> [Selected passage]:
=-=-=
Comparing Tracey Emin and Louise Bourgeois

Throughout different units this year I have looked at both these artists, Emin more than Bourgeois. However they have very similar reasons for making art and Emin has a admiration for Bourgeois, seen in these videos




Women without secrets. This is the main reason I enjoy these two strong female artists. And they inspired me to dig into my own past in hope that I can understand it more.

One thing which took my fascination is the different way that they work but ultimately use their art to express past trauma and experience. One more literal than the other. One more sculptural and symbolic. one more directly open. But both honest in there intention.

The main reason I looked at these artists is the way in which they used their art as a sort of cathartic exercise. Getting out and expelling any past pain or memories through art. both quite temperamental and outspoken. And not shying away from what they are doing.

My own interest was in Emin's use of words in her work. I read that she read her own diaries from a young age and turned them into work through memories. Not accurate reconstructions but in her style in her way. I also know that Bourgois used her diaries as a way to write poetry and draw.

(My Bed)
=-=-=
> [Record set]:
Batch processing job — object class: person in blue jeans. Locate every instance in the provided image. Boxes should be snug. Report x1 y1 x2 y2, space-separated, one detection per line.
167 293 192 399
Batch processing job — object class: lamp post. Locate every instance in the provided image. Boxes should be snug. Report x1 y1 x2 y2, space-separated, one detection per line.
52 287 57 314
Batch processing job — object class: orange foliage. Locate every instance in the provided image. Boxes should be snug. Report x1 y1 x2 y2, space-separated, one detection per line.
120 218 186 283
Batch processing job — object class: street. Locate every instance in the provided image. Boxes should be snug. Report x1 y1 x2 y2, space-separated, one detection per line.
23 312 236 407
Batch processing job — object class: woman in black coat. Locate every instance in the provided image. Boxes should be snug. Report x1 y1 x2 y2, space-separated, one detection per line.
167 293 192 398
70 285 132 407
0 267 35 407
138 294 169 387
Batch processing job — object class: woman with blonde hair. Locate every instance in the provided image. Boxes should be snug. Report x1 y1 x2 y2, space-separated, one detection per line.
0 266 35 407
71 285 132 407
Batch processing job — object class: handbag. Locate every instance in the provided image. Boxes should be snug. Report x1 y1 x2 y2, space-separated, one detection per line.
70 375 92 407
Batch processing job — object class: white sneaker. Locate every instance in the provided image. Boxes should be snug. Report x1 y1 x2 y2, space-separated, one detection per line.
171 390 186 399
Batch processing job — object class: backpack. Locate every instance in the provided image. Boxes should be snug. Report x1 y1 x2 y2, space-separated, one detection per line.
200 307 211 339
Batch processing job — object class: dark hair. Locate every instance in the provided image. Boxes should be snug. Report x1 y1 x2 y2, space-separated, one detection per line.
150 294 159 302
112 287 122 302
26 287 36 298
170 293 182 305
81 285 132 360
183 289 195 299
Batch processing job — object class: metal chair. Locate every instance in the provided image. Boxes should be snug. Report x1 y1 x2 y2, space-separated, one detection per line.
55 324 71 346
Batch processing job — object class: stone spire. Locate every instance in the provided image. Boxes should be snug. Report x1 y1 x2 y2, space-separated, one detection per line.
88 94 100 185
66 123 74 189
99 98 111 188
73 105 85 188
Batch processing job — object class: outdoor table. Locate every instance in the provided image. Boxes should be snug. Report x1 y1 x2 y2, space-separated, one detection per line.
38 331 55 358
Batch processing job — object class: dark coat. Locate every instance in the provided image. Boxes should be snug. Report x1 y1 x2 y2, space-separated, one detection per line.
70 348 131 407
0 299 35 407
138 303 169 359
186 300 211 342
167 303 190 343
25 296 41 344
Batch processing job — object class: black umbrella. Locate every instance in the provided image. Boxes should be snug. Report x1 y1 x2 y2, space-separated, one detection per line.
=-=-=
> [Things to do]:
1 > From the Emin–Bourgeois comparison, list every phrase that begins with the words "One more" (in either capitalization), copying each as it appears.
2 > Extract the passage of the Emin–Bourgeois comparison starting with "Women without secrets." and going on through "understand it more.".

> [Solutions]:
1 >
- One more literal than the other.
- One more sculptural and symbolic.
- one more directly open.

2 >
Women without secrets. This is the main reason I enjoy these two strong female artists. And they inspired me to dig into my own past in hope that I can understand it more.